> _Exercise instructions_:
Show every line of the records below that contains the word "fire", with case counting.

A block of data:
+---+

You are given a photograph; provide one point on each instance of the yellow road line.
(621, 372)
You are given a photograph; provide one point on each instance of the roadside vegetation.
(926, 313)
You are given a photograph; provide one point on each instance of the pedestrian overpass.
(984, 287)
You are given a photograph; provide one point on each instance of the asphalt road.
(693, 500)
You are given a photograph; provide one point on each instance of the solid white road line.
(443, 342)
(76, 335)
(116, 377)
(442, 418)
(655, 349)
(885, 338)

+---+

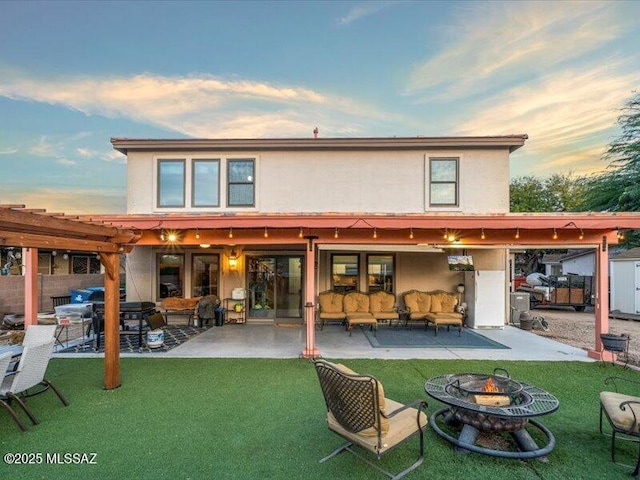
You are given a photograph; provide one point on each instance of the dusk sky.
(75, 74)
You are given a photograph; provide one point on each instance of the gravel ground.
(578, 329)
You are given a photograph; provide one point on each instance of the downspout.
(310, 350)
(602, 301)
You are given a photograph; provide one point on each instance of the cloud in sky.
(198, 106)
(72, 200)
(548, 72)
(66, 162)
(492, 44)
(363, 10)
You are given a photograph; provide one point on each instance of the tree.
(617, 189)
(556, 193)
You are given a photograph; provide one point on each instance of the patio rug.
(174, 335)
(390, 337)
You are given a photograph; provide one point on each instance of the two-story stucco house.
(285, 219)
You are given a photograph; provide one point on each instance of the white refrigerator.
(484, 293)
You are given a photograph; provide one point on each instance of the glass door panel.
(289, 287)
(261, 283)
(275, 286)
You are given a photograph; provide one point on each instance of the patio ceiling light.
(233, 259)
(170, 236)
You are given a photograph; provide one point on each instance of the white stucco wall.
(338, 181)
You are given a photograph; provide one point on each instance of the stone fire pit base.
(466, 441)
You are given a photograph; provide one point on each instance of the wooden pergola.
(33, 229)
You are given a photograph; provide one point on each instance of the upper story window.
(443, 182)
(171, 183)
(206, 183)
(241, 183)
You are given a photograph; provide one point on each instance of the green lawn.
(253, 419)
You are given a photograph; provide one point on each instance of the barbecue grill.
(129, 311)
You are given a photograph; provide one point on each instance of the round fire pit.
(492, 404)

+---+

> _Complete answer_:
You are given a photograph; provide one point on each instance of the stone fire pit base.
You are given a photograph; provide one point on each instance of the round fire pit.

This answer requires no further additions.